**Texte à lire**:

Les fins limiers de la gendarmerie sont toujours sur la brèche. Aux trousses d’un ou plusieurs auteurs d’une infraction, ils enquêtent pour rassembler des indices, mettent en garde à vue des présumés coupables, perquisitionnent, jusqu’au transfèrement du dossier devant le procureur. La méthode de travail des pandores n’est pas toujours comprise par la population, surtout quand un présumé est relâché au cours de l’enquête. On assiste alors à une levée de bouclier due souvent à une méconnaissance des procédures. Au cours d’une sortie avec la presse à Koudougou ce 11 avril, les intéressés ont dévoilé leur méthode de travail en matière d’enquêtes.

De plus en plus, les gendarmes sont pointés du doigt, accusés d’être les protecteurs de présumés délinquants qu’ils libèrent après quelques jours de garde à vue.
La sortie de Koudougou visait donc à montrer comment fonctionne une brigade de gendarmerie, cheville ouvrière de tout ce qui est enquête, police judiciaire. Le capitaine Hervé Yé, directeur de la communication et des relations publiques de la gendarmerie précise également qu’il s’agissait de faire comprendre aux populations que quand une affaire est portée à la connaissance de la brigade de la gendarmerie, ou quand un individu est arrêté par la gendarmerie, « il y a un certain nombre d’actes qui sont posés par les enquêteurs, sous le contrôle du procureur du Faso et de la hiérarchie de la gendarmerie pour que le délit soit élucidé de façon professionnelle selon les règles de la république ».

**Consigne**:
D'après le texte sur la gendarmerie, quel poste occupe le capitaine Hervé Yé ?

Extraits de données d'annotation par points
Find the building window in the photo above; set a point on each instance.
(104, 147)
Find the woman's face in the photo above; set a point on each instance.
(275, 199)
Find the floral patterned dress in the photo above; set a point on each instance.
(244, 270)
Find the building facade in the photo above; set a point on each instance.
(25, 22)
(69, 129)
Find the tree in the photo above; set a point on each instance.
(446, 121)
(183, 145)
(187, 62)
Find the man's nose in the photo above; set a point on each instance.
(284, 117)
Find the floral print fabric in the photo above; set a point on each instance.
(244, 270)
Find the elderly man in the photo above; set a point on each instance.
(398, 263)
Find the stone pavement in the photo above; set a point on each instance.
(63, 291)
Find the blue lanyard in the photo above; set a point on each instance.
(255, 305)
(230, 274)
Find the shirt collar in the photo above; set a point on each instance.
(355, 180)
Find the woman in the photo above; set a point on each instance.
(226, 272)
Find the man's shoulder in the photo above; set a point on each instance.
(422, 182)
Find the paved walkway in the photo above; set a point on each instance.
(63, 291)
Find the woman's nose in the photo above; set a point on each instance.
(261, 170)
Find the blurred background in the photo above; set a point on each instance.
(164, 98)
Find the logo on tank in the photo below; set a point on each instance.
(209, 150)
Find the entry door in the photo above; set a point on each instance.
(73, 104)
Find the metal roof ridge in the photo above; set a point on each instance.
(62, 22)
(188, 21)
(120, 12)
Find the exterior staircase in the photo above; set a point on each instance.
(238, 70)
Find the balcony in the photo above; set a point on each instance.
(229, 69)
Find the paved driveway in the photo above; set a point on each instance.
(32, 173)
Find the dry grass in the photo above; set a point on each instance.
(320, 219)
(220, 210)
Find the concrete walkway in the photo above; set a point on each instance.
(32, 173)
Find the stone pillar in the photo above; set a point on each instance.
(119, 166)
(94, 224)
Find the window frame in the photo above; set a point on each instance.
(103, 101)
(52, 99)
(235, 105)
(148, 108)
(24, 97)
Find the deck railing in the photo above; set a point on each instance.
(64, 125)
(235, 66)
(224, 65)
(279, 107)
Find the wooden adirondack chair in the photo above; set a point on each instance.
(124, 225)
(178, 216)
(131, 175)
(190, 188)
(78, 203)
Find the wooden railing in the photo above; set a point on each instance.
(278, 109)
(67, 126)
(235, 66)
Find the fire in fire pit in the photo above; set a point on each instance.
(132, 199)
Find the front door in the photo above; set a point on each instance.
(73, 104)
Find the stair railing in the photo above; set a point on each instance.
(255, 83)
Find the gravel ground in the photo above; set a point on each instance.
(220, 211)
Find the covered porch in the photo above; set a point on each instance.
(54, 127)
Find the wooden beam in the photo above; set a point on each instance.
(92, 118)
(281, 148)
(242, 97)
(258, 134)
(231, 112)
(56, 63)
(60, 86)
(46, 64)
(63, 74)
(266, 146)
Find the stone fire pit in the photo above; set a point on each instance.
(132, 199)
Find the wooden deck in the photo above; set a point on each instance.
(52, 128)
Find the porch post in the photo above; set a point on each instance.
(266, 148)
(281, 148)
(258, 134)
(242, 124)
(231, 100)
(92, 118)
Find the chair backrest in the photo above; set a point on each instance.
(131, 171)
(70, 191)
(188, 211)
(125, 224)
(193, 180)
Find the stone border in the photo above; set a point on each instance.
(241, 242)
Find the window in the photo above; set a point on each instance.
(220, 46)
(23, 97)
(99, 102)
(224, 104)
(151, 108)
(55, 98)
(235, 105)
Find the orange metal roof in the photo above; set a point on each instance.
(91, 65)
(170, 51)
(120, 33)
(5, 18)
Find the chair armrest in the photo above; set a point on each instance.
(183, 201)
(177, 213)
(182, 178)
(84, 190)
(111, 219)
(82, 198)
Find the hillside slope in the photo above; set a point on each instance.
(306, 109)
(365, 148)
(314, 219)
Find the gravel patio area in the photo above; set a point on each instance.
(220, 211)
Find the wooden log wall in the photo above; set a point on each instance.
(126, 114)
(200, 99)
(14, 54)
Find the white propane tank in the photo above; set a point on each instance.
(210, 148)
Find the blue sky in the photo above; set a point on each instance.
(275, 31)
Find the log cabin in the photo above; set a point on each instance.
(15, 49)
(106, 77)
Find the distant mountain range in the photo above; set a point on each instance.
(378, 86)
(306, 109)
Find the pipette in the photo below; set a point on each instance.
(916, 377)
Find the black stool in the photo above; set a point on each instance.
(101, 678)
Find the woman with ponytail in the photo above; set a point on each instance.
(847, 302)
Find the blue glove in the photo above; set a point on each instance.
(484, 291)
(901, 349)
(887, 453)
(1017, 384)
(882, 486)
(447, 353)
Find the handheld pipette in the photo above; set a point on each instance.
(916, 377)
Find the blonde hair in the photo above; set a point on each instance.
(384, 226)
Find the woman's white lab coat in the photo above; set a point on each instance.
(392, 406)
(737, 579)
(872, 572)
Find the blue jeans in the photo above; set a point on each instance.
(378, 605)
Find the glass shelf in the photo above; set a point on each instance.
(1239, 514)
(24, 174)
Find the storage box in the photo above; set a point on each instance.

**Résultat**:
Il est directeur de la communication et des relations publiques de la gendarmerie.